───── The input
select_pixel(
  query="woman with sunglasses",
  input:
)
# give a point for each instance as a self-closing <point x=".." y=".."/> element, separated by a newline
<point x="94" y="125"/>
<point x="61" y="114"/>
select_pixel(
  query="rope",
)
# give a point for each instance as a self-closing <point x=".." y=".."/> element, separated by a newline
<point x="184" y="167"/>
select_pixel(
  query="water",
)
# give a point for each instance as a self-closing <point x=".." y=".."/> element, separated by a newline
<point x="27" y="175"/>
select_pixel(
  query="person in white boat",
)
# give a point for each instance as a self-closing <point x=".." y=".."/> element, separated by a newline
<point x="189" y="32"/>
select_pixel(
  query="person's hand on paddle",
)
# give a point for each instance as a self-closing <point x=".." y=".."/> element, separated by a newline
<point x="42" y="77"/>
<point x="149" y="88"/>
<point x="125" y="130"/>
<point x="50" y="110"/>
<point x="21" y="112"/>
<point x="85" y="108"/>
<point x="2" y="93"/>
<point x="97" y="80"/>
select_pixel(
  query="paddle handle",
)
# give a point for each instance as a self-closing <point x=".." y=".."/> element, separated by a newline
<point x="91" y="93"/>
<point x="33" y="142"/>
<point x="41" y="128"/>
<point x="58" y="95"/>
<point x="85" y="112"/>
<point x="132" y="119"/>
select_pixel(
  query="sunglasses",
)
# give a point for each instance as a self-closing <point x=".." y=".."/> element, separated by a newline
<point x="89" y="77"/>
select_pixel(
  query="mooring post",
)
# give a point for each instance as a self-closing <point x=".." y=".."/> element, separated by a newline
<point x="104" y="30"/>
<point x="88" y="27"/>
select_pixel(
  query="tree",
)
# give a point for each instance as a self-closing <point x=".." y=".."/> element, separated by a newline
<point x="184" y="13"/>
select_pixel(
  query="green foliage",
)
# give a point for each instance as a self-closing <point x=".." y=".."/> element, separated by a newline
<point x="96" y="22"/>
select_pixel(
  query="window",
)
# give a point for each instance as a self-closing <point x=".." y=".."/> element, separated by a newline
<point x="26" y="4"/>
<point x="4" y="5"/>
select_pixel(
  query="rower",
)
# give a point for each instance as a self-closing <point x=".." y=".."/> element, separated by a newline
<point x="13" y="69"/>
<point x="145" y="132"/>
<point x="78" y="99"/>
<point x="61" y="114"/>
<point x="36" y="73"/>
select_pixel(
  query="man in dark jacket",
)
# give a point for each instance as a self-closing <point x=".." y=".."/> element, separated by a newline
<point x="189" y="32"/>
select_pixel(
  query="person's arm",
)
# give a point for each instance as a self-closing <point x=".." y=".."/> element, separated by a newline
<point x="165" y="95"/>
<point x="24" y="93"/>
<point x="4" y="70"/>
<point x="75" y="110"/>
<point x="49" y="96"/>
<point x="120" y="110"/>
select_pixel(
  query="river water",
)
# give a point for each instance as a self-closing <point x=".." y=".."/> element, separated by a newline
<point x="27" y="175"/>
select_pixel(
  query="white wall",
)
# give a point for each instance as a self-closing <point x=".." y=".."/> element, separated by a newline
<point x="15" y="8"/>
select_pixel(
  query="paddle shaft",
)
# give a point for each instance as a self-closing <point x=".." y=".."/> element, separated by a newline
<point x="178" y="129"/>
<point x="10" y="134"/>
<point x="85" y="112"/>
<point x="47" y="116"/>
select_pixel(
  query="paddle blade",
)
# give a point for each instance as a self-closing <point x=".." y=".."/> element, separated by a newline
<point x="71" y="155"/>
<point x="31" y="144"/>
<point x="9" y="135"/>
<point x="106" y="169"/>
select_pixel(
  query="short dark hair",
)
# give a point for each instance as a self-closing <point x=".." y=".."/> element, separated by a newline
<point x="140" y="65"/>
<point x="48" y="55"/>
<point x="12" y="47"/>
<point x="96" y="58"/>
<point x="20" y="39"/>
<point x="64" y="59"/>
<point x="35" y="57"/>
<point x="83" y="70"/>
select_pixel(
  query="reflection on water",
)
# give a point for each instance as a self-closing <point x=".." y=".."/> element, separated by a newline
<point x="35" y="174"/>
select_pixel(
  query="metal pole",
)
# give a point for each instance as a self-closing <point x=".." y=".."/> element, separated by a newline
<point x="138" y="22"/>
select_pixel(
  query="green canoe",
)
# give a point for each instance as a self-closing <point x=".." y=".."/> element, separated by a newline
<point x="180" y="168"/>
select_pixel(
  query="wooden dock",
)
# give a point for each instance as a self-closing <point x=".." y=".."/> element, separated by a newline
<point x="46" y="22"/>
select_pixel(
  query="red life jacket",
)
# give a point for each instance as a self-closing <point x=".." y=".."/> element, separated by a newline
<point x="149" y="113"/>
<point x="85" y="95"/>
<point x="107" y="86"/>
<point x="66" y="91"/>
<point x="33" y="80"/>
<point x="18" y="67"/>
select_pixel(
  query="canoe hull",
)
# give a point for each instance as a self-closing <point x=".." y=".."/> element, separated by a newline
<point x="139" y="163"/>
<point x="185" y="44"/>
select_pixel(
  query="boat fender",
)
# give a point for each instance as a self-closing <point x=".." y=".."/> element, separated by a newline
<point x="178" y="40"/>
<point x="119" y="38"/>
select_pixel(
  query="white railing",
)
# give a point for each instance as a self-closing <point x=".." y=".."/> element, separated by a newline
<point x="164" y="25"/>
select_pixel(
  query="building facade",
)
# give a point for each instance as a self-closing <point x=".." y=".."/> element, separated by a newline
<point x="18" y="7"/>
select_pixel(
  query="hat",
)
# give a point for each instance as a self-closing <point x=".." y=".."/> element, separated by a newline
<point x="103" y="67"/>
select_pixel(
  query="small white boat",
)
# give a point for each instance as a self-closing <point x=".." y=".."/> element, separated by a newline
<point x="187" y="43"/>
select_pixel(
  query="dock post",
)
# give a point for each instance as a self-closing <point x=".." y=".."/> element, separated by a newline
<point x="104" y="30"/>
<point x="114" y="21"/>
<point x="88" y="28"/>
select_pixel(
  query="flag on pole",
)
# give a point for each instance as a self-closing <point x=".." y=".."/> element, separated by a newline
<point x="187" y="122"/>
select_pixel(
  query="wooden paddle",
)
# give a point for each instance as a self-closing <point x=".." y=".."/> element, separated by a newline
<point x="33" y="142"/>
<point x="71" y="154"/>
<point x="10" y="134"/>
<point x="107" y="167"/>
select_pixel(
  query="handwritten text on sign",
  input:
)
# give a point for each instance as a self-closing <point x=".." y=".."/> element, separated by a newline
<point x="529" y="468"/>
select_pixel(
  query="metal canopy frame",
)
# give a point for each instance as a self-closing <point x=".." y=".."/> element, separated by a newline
──────────
Exercise instructions. Take every line above that includes the string "person" and return it.

Answer to this task.
  query="person in white boat",
  query="person's hand on paddle",
  query="person's arm",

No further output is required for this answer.